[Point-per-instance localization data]
**********

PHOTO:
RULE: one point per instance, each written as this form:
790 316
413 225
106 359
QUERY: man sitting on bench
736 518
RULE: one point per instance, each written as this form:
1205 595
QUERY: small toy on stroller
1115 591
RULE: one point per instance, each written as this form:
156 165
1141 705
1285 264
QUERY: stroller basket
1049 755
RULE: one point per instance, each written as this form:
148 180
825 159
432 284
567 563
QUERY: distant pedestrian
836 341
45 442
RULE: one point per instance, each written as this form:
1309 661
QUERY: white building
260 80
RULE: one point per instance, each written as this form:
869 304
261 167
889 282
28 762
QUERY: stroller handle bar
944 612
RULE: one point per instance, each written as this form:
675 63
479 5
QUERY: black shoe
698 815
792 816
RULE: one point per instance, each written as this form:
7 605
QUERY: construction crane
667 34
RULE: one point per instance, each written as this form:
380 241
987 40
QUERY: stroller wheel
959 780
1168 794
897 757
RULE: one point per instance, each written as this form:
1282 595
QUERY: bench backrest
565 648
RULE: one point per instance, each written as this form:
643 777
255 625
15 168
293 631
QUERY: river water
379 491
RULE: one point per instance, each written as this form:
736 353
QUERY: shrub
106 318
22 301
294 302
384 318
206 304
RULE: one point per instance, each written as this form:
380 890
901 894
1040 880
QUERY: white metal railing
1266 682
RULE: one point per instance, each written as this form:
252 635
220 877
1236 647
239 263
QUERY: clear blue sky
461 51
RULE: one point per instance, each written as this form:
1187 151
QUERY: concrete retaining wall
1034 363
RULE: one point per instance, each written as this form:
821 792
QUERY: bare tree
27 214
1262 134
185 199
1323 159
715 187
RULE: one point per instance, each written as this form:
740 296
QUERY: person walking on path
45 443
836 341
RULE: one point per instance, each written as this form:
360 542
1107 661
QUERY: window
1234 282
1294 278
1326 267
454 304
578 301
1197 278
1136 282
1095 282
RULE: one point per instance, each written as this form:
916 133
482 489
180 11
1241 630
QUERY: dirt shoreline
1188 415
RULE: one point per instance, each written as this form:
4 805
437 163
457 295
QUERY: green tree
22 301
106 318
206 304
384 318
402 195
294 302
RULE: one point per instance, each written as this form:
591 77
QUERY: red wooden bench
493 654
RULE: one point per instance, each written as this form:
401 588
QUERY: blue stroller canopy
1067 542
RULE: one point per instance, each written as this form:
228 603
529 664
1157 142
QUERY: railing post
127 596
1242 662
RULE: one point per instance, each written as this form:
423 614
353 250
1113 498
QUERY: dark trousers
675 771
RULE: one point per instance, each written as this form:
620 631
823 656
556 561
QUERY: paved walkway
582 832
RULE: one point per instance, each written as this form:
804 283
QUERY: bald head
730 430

**********

→ Task prompt
Every entry must appear in the answer exactly as written.

→ Result of this task
PHOTO:
RULE: one point per instance, each written as this form:
790 316
413 225
106 359
QUERY: man sitting on bench
736 518
RULE: one point per instance, each written as this form:
1205 595
QUERY: small toy on stroller
1115 591
RULE: one point per instance, each written as this form:
156 165
1141 705
1285 264
QUERY: stroller basket
1049 755
RULE: one point per instance, each written as this form:
148 180
825 159
432 284
567 563
QUERY: distant pedestrian
836 341
45 442
RULE: one point per instance, each written as this form:
1309 661
QUERY: white building
260 80
RULE: one point per instance, each written as this form:
869 304
261 167
889 282
28 762
QUERY: stroller handle bar
944 612
RULE: one point per instance, each written as this form:
675 63
479 5
QUERY: black shoe
698 815
792 816
RULE: one point per instance, each written as this form:
7 605
QUERY: construction crane
667 34
RULE: one point per instance, each written as this form:
380 241
987 40
QUERY: stroller wheel
959 780
1168 794
897 757
RULE: one point per instance, each written as this form:
1282 595
QUERY: bench backrest
565 648
RULE: one point per instance, each written as this form:
643 777
255 625
15 168
293 631
QUERY: river water
379 491
RULE: one point per instance, each written as this form:
736 353
QUERY: shrub
106 318
22 301
294 302
384 318
206 304
RULE: one point per instance, each written as this form:
380 890
901 894
1040 880
QUERY: white metal railing
1266 682
RULE: one point per instance, each written as this form:
252 635
220 877
1236 647
239 263
QUERY: clear blue sky
461 51
RULE: one point per instance, each written as this form:
1187 151
QUERY: concrete retaining wall
1034 363
RULE: one point per instance, each written as this form:
821 792
QUERY: bare tree
27 214
1262 134
185 199
1323 159
715 187
RULE: one point per instance, each written as this form:
740 296
QUERY: person walking on path
45 443
836 341
RULE: one point per instance, each written as this form:
360 542
1107 661
QUERY: window
1234 282
1294 278
1326 267
454 304
578 301
1197 278
1136 282
1095 282
RULE: one point per instance, each written as this form:
916 133
482 489
180 11
1241 630
QUERY: dirt shoreline
1188 415
RULE: one point per instance, each written as this form:
4 805
437 163
457 295
QUERY: green tree
22 301
106 318
206 304
384 318
402 195
294 302
RULE: one point per instance, each written as this form:
591 77
QUERY: red wooden bench
493 654
RULE: one point per instance, each written as this form:
401 588
QUERY: blue stroller canopy
1067 542
RULE: one point per instance, each written as this form:
228 603
529 664
1157 142
QUERY: railing post
127 596
1242 662
RULE: one point per instance, each written as this form:
423 614
353 250
1113 498
QUERY: dark trousers
675 771
RULE: one point per instance, each written as this form:
620 631
823 656
556 561
QUERY: paved walkway
582 832
RULE: one point per instance, each written as this form:
804 283
QUERY: bald head
730 430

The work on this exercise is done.